▸ What the task asks
Whatever appears in the records should be given again exactly, down to the last mark.

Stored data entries

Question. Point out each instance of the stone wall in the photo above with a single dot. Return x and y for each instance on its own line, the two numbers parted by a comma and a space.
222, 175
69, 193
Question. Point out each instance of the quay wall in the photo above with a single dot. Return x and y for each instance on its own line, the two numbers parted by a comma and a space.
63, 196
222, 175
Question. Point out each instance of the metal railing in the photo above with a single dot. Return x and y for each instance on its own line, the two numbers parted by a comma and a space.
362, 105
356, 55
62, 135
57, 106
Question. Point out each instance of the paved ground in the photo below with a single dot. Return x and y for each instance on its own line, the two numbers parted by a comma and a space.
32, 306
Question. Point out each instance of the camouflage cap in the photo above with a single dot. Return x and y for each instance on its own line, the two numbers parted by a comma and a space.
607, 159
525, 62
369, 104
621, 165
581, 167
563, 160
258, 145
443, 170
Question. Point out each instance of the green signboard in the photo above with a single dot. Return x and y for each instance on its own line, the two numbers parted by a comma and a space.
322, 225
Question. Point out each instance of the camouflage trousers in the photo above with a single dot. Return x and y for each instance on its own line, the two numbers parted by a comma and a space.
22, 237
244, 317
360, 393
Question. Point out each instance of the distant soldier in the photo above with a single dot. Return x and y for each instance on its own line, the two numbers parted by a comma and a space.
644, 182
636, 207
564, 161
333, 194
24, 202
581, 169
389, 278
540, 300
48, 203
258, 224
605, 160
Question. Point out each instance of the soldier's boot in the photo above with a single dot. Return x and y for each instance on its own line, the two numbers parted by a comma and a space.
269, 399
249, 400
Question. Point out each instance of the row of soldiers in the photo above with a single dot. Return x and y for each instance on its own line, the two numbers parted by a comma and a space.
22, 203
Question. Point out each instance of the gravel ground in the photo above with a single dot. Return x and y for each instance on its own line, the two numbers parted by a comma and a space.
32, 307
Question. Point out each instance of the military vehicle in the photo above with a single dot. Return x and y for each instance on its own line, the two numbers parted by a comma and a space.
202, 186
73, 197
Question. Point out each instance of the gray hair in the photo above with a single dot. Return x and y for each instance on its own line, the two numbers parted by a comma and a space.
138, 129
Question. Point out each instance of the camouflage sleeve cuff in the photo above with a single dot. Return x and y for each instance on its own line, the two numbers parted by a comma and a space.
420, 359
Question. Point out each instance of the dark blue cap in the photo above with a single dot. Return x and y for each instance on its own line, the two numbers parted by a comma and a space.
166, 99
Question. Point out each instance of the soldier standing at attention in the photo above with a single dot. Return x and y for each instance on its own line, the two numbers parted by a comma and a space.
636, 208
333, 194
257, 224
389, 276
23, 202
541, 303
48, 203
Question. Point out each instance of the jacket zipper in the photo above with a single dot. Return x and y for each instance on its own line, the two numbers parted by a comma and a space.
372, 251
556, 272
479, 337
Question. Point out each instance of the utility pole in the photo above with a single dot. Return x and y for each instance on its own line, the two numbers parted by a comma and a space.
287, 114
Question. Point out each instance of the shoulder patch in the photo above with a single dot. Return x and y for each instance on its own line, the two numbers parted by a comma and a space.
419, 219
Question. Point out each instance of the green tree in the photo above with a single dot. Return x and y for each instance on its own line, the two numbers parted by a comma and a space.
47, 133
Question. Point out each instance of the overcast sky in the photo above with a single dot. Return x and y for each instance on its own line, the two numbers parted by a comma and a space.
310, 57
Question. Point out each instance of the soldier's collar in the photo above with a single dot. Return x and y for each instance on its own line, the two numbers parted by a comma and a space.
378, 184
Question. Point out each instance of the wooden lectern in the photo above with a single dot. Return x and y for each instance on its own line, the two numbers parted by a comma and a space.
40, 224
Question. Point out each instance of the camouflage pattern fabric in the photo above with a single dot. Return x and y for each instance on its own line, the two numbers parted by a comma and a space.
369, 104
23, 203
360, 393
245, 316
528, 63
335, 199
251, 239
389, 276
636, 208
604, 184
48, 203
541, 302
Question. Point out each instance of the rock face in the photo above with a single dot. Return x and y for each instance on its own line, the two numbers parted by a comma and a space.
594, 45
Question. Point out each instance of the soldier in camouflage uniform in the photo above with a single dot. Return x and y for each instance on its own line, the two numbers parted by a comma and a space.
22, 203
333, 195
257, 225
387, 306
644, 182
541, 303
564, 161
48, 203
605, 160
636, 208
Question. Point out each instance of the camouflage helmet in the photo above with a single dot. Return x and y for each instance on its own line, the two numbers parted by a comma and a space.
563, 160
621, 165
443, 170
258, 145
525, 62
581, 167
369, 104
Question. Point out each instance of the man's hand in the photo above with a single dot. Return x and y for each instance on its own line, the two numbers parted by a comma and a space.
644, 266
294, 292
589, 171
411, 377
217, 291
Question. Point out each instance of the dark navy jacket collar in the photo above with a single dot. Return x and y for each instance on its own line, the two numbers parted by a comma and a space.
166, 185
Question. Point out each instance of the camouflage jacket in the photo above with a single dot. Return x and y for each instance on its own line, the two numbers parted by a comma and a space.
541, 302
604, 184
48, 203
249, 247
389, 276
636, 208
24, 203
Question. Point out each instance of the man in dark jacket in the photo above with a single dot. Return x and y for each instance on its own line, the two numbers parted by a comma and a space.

▸ Answer to the exercise
Question. Point out each instance of the stone wall in the photo above with a single dot. Return x and y for each instance on its own line, the two numbers parted by a comma and a space.
222, 175
69, 193
Question. Point out each instance of the quay wall in the photo above with a single dot. Return x and y for each instance on its own line, the two numbers parted by a comma and a space.
63, 196
222, 175
Question. Point out each instance of the metal railing in the photo above with a single dot. Return x and y for each instance on its own line, the two numbers parted by a comma and a space.
362, 105
356, 55
62, 135
57, 106
Question. Point out each instance of the paved ground in the photo below with a single dot. Return x and y for each instance on its own line, the two numbers parted by a comma and a space.
32, 306
Question. Point out each instance of the camouflage cap in the photo above with a single dot. Return x and y for each instance on its own line, the two numbers parted by a comma and a space.
607, 159
525, 62
369, 104
621, 165
581, 167
563, 160
258, 145
443, 170
Question. Point out each instance of the green signboard in the photo above with a single dot. Return x and y for each instance on its own line, the two numbers parted by a comma and a space.
322, 225
Question. Point out each instance of the camouflage trousers in the photo above with a single dot. Return x and y for each instance on its own line, the two numbers parted by a comma and a space.
22, 237
244, 317
360, 393
Question. Point out each instance of the distant soldier in the photo above with a single dot. Return x and y for each instance on its own line, the two numbers parted by a comma and a space.
644, 182
636, 207
564, 161
333, 194
24, 202
581, 169
389, 278
540, 300
48, 203
258, 224
605, 160
Question. Point out each instance of the soldier's boot in the photo above with a single dot. Return x and y for each instance on its own line, the two numbers parted by a comma and a space.
269, 399
249, 400
Question. Point out each instance of the row of soldiers in the photo above with a single dot. Return x and y for each instance on its own line, the two numbers parted by a comma and a space.
22, 203
Question. Point out each instance of the gravel ground in the photo above with a single dot. Return x and y for each instance on its own line, the two numbers parted by a comma and a space.
32, 307
Question. Point out each instance of the military vehicle in the photo above with a single dot. Return x and y for each instance on its own line, the two numbers parted by a comma and a space.
202, 186
73, 197
Question. Point out each instance of the gray hair in the photo above with a single dot. Return x and y for each instance on its own line, the two numbers parted by a comma and a space.
138, 129
Question. Point out each instance of the camouflage sleeve cuff in the photo above with a single dot. Return x and y for each instance on its own line, the two numbers parted by a comma and a space.
420, 359
Question. Point out each instance of the dark blue cap in the photo above with a single dot. Return x and y for each instance on its own line, the two numbers parted by a comma and a space.
166, 99
Question. Point out each instance of the soldier standing at attention in the photo above with a single dot. Return x and y for each instance on its own line, the two numbers parted by a comma and a space.
636, 208
333, 194
257, 224
389, 276
23, 202
541, 303
48, 203
Question. Point out each instance of the jacket zipper in the photo above with a single dot. Return x and y for each instance on its own line, the two numbers parted by a comma and a space.
372, 251
556, 272
479, 337
Question. Point out each instance of the utility pole in the photo above with a single dot. Return x and y for each instance on its own line, the two numbers parted by a comma and a space.
287, 114
Question. Point out each instance of the shoulder patch in the photo above with a single dot. Return x and y for each instance on its own line, the two numbers parted by a comma and a space.
419, 219
Question. Point out each instance of the green tree in the photo above with a single dot. Return x and y for each instance on its own line, the two numbers parted by a comma and a space.
47, 133
Question. Point out each instance of the overcast sky in the photo above with a single dot. Return x and y for each instance on its own line, the two numbers parted by a comma and a space.
310, 57
Question. Point out each instance of the soldier's collar in the photo above with a single dot. Return x and y for each instance on its own line, the two numbers parted by a comma and a space.
378, 184
Question. Point out each instance of the wooden lectern in the photo above with a single dot. Return x and y for each instance on its own line, the two numbers parted by a comma and a space.
40, 224
Question. Point out each instance of the camouflage pattern fabric in the photo above with a single dot. Return x and y for each instance on its own line, the two numbers parted by a comma and a space.
369, 104
23, 203
360, 393
245, 316
528, 63
335, 199
251, 239
389, 276
636, 208
604, 184
48, 203
541, 302
Question. Point out each instance of the rock face in the photo above with a single dot. Return x and y for each instance on its own line, the two numbers parted by a comma and a space.
594, 45
Question. Point out each instance of the soldier in camouflage uniform in the photo above with a single dot. Return x and y for each instance on its own line, the two numbers parted by a comma and a space.
22, 203
333, 195
257, 225
387, 306
644, 182
541, 303
564, 161
48, 203
605, 160
636, 208
Question. Point out each instance of the camouflage helmet in the photo above with a single dot. Return x and y for each instance on its own line, the two numbers parted by a comma and a space.
563, 160
621, 165
443, 170
258, 145
525, 62
581, 167
369, 104
Question. Point out each instance of the man's hand in the photo above with a single dot. Return x and y for each instance on its own line, the two numbers parted by a comma and a space.
644, 266
294, 292
589, 171
411, 377
217, 291
Question. Point out each instance of the dark navy jacket collar in the photo above with a single dot. Return x and y for each instance on its own line, the two numbers parted by a comma and a space.
166, 185
Question. Point out each instance of the camouflage jacket in the photo above with a single dot. Return x and y for each instance on its own line, the two numbers parted by a comma and a space.
541, 302
604, 184
48, 203
249, 247
389, 276
636, 208
24, 203
Question. Point out each instance of the man in dark jacket in the photo above with a single dot. Return x and y for each instance on its own line, the two numbers parted by a comma and a space.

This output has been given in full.